Down to the last line, print the entries below exactly, and keep every picture out of the copy.

* [Records to use]:
........
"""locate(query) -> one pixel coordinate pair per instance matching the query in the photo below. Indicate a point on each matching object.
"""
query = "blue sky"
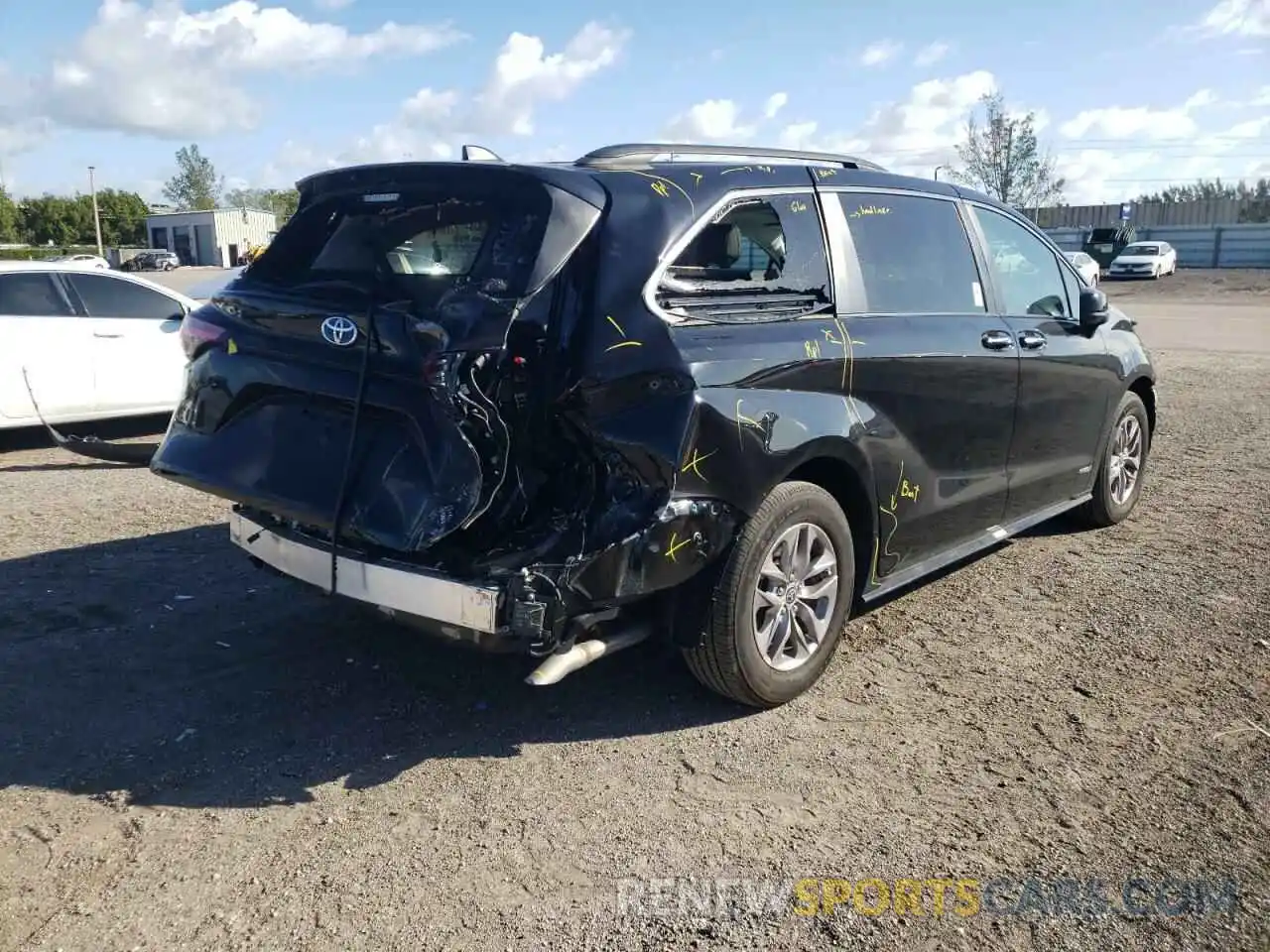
(276, 89)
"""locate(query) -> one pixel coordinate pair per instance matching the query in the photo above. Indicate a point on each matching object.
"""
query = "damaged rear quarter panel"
(707, 416)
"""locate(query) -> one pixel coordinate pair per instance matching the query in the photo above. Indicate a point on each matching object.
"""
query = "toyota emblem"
(339, 330)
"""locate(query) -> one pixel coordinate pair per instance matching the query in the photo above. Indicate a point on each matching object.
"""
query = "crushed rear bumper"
(384, 584)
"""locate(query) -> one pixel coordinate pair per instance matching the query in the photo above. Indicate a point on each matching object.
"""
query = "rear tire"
(1110, 503)
(749, 599)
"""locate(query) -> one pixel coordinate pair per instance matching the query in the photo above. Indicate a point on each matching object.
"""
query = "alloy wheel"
(795, 597)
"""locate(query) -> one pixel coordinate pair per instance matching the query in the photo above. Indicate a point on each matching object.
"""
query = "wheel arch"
(849, 484)
(1146, 389)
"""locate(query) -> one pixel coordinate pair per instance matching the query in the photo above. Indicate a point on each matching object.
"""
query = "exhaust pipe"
(583, 653)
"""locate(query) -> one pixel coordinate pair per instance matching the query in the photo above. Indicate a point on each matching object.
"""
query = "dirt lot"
(194, 756)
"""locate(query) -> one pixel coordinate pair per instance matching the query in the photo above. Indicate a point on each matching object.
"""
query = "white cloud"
(715, 121)
(922, 131)
(931, 54)
(160, 70)
(1139, 122)
(910, 136)
(1238, 18)
(524, 77)
(881, 51)
(719, 121)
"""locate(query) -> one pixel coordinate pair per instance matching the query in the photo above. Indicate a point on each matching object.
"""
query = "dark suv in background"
(151, 262)
(720, 399)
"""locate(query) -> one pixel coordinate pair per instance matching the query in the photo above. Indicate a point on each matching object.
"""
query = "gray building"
(216, 236)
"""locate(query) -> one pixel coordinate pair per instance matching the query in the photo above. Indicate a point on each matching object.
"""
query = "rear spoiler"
(93, 447)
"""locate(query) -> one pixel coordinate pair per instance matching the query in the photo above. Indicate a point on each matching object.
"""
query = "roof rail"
(648, 151)
(479, 154)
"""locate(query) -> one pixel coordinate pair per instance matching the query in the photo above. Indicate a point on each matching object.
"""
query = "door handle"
(1032, 339)
(996, 340)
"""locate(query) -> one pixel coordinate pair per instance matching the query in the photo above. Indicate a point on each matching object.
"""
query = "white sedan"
(1084, 266)
(1144, 259)
(93, 344)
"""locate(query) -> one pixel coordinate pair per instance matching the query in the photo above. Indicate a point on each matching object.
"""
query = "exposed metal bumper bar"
........
* [Task result]:
"""locate(query) -> one pixel coordinate pair per instance matching the query in the photo below. Indicate a point on each matching object.
"""
query = "blue sky"
(276, 89)
"""locate(query) -> one pixel coordinate pair per instance matching the query in the photo above. Indicate a point on each matching object.
"""
query = "damaged rear quarter panel"
(707, 416)
"""locate(query) -> one pixel coordinate pair per instance matching the query in the photo above. Indicate a point on each matching object.
"""
query = "toyota emblem"
(339, 330)
"""locate(query) -> one pixel coordinate pair per instance matching the query in the photo above. Indicate a point on each matching object.
"""
query = "crushed rear bumper"
(384, 584)
"""locate(query) -> one pixel coordinate pair per instance matching the query in the photo above. Indicate a point on each matching object.
"""
query = "rear tire"
(1110, 503)
(749, 599)
"""locate(query) -> one pixel coordinate pair per instance matching the query in the photo above. Indicate a point on each matching object.
"""
query = "alloy wheel"
(795, 597)
"""locate(query) -> one pixel coordinate pair per instance matching the query in the photo above. Indicate a point on each matching object.
"""
query = "wheel arch"
(849, 484)
(1146, 389)
"""locate(query) -> one pixel coordinate pair per instance matching the query in the photo above. Indicate a point on each matching object.
"""
query = "exhaust pipe"
(583, 653)
"""locate(query) -> one pixel coordinate pair per instance matching the query in the photo above. Indicate a point on each matching object.
"""
query = "dirt lot"
(194, 756)
"""locate(query) -> one pixel coordinate pair per instance matching the query in the photo above. Indicate a point on each matching object.
"""
query = "white cloud"
(715, 121)
(922, 131)
(931, 54)
(160, 70)
(1139, 122)
(910, 136)
(1238, 18)
(524, 77)
(881, 51)
(719, 121)
"""locate(query) -> one pixel coordinate pair per instance matching the query in the photo above. Indicate a point on each matching object.
"""
query = "dark suv in background"
(151, 262)
(720, 399)
"""locate(query) -> one pixel coordinate pair per instance matching the query in the photo above. Indicate a point on each matching object.
"""
query = "gray building"
(216, 236)
"""locate(query) -> one pixel coordinate pair per instance matching the query in the photo above. Indicate a point on each matching object.
"""
query = "rear spoiler"
(93, 447)
"""locate(query) -> one pixel coordinate pair per instance matching the query in the photo above. Indicate a point on each matching object.
"""
query = "roof rail"
(648, 151)
(479, 154)
"""locate(query) -> one pixel coordinate pair per instance matching the query in the photo above. Indicate a point on each matching object.
"""
query = "door handle"
(1032, 339)
(996, 340)
"""locate(query) -> one pixel coordinate pair per instance matching the query in the photo above. Indicate a point on each matching object.
"""
query = "white sedan"
(1084, 266)
(1144, 259)
(93, 344)
"""locate(query) -> one pixel coordinate pair per instance matching the query in the photo above. Indicate a point on each matching object.
"""
query = "exposed metal bumper bar"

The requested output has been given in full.